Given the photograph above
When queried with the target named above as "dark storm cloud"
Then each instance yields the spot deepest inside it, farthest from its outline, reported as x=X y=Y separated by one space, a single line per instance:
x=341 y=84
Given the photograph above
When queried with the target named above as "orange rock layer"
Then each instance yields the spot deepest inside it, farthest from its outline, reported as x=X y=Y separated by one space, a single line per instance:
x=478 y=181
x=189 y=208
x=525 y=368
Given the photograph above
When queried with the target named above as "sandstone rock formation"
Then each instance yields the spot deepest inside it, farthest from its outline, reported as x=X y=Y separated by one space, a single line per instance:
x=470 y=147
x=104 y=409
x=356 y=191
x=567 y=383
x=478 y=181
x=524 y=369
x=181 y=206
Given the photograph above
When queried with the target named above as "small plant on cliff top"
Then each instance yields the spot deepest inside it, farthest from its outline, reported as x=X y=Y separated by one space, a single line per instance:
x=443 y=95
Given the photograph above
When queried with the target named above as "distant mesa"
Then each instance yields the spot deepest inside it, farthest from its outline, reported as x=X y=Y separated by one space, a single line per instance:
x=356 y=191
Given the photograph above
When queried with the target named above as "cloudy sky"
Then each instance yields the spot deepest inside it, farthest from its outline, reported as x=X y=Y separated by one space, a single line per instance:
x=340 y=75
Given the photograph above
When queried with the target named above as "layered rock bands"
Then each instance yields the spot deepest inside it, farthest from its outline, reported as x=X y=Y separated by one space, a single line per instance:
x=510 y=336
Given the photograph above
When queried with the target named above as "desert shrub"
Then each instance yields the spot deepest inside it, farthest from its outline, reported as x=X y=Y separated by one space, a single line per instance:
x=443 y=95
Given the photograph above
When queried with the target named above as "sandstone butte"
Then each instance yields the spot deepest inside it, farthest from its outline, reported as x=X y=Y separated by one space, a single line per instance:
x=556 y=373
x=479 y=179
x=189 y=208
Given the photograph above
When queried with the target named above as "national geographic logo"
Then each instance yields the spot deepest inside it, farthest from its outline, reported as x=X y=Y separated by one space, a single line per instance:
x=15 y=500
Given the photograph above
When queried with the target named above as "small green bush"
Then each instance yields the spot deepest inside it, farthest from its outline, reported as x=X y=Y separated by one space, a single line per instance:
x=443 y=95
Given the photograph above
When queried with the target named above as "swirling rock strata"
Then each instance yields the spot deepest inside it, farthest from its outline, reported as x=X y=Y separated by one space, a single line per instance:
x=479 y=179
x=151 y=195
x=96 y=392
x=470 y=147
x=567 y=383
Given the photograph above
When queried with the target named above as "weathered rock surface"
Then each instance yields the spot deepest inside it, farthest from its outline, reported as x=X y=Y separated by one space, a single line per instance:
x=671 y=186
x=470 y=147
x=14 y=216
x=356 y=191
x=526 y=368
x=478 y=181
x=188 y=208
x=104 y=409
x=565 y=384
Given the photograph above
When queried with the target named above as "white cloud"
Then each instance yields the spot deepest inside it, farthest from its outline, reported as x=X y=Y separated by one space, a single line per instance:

#### [PROBLEM TO WORK ON]
Among the lines of the data, some may contain the string "sandstone"; report how many, and nothing more.

#### [EXERCISE RESULT]
2